Stated goal | Gather every line of the data below that contains the word "jacket", and copy each one out in full.

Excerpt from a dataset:
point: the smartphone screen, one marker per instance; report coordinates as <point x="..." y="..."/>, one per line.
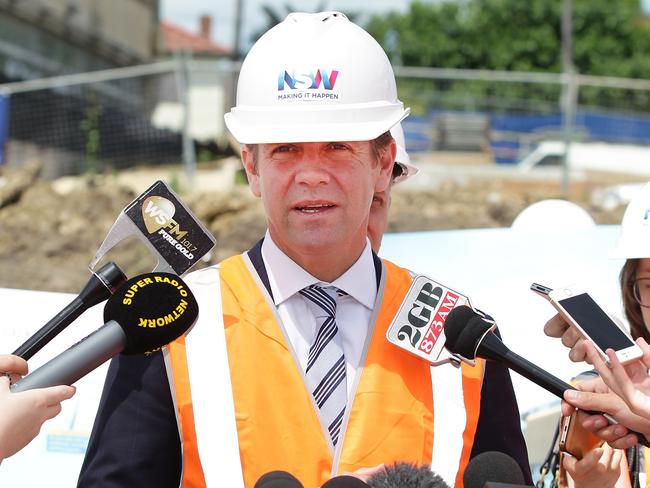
<point x="595" y="322"/>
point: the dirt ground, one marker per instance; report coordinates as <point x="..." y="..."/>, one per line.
<point x="49" y="231"/>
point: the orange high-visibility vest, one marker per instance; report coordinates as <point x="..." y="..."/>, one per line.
<point x="390" y="418"/>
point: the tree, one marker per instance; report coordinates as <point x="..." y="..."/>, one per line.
<point x="610" y="38"/>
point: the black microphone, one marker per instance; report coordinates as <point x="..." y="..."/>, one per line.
<point x="99" y="287"/>
<point x="406" y="475"/>
<point x="144" y="314"/>
<point x="470" y="336"/>
<point x="492" y="467"/>
<point x="278" y="479"/>
<point x="345" y="481"/>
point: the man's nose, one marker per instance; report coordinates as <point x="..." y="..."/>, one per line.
<point x="311" y="172"/>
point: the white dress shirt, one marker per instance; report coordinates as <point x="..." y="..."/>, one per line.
<point x="352" y="314"/>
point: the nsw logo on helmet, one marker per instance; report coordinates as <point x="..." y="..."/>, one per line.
<point x="307" y="84"/>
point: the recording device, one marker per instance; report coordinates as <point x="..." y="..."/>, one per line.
<point x="345" y="481"/>
<point x="406" y="475"/>
<point x="579" y="309"/>
<point x="166" y="226"/>
<point x="99" y="287"/>
<point x="278" y="479"/>
<point x="574" y="438"/>
<point x="417" y="327"/>
<point x="492" y="467"/>
<point x="144" y="314"/>
<point x="470" y="336"/>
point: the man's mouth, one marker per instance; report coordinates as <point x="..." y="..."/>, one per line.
<point x="314" y="208"/>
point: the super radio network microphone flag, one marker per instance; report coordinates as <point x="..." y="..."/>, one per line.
<point x="166" y="226"/>
<point x="144" y="314"/>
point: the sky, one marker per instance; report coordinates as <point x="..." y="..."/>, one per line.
<point x="186" y="13"/>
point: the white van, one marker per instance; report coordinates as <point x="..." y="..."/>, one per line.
<point x="590" y="156"/>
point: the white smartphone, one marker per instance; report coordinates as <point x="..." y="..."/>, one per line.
<point x="582" y="311"/>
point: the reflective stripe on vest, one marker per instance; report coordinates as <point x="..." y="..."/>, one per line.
<point x="390" y="419"/>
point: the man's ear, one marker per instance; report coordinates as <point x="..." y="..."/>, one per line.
<point x="386" y="162"/>
<point x="250" y="166"/>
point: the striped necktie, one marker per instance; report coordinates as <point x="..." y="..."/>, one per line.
<point x="325" y="370"/>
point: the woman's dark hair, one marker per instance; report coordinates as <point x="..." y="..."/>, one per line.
<point x="630" y="305"/>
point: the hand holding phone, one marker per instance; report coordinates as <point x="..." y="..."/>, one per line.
<point x="575" y="439"/>
<point x="579" y="309"/>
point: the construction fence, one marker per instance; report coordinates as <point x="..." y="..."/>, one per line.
<point x="171" y="112"/>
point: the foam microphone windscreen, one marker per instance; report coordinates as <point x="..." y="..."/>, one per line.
<point x="406" y="475"/>
<point x="153" y="309"/>
<point x="278" y="479"/>
<point x="492" y="466"/>
<point x="464" y="329"/>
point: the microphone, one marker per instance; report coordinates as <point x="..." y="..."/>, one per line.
<point x="99" y="287"/>
<point x="345" y="481"/>
<point x="406" y="475"/>
<point x="492" y="467"/>
<point x="278" y="479"/>
<point x="144" y="314"/>
<point x="470" y="336"/>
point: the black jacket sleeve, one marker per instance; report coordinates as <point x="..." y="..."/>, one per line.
<point x="499" y="427"/>
<point x="135" y="440"/>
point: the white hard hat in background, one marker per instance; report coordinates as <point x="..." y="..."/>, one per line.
<point x="315" y="78"/>
<point x="553" y="214"/>
<point x="402" y="158"/>
<point x="634" y="241"/>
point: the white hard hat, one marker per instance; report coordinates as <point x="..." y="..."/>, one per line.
<point x="315" y="78"/>
<point x="553" y="214"/>
<point x="634" y="241"/>
<point x="402" y="157"/>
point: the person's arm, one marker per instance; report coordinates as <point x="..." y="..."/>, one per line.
<point x="499" y="427"/>
<point x="602" y="467"/>
<point x="22" y="414"/>
<point x="135" y="440"/>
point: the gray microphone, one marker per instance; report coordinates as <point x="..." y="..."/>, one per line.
<point x="144" y="314"/>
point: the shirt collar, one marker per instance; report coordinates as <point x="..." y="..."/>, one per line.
<point x="287" y="278"/>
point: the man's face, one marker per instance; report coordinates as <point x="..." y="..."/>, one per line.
<point x="317" y="195"/>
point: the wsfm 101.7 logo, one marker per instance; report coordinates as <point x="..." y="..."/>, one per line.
<point x="306" y="84"/>
<point x="158" y="213"/>
<point x="418" y="326"/>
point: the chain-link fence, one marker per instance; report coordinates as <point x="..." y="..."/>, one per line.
<point x="163" y="113"/>
<point x="172" y="112"/>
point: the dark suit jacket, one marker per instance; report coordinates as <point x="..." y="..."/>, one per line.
<point x="135" y="440"/>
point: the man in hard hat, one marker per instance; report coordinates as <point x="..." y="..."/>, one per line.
<point x="312" y="386"/>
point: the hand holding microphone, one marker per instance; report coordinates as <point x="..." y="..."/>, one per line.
<point x="144" y="314"/>
<point x="23" y="414"/>
<point x="470" y="336"/>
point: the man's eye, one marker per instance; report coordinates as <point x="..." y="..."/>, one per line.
<point x="338" y="146"/>
<point x="283" y="149"/>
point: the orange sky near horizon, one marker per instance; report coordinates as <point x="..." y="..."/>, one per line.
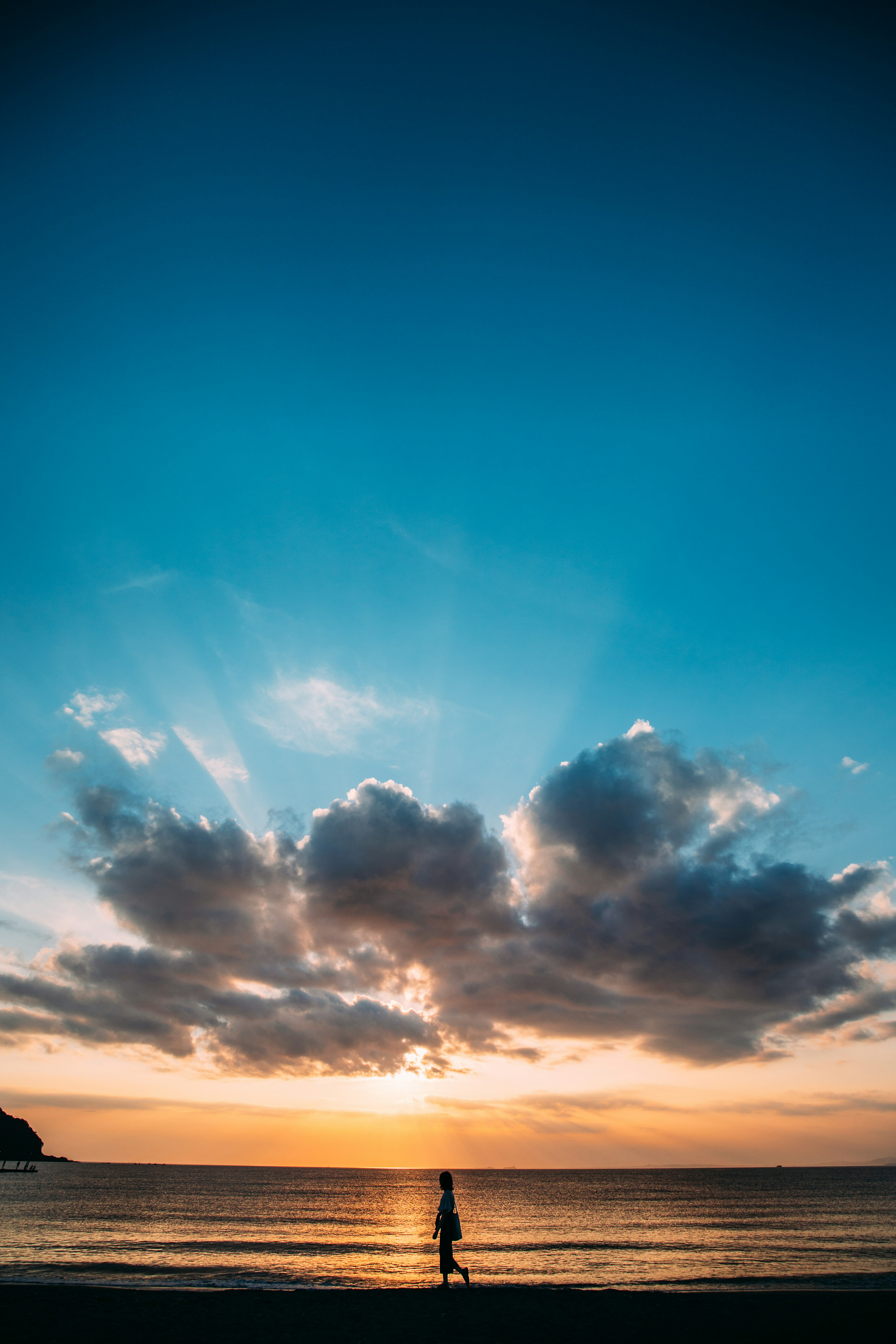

Answer |
point: the black jacket sleeve, one marker per instance; report coordinates as <point x="..." y="..."/>, one per line.
point: the dark suit jacket, one marker per instance; report coordinates as <point x="..." y="..."/>, one per line.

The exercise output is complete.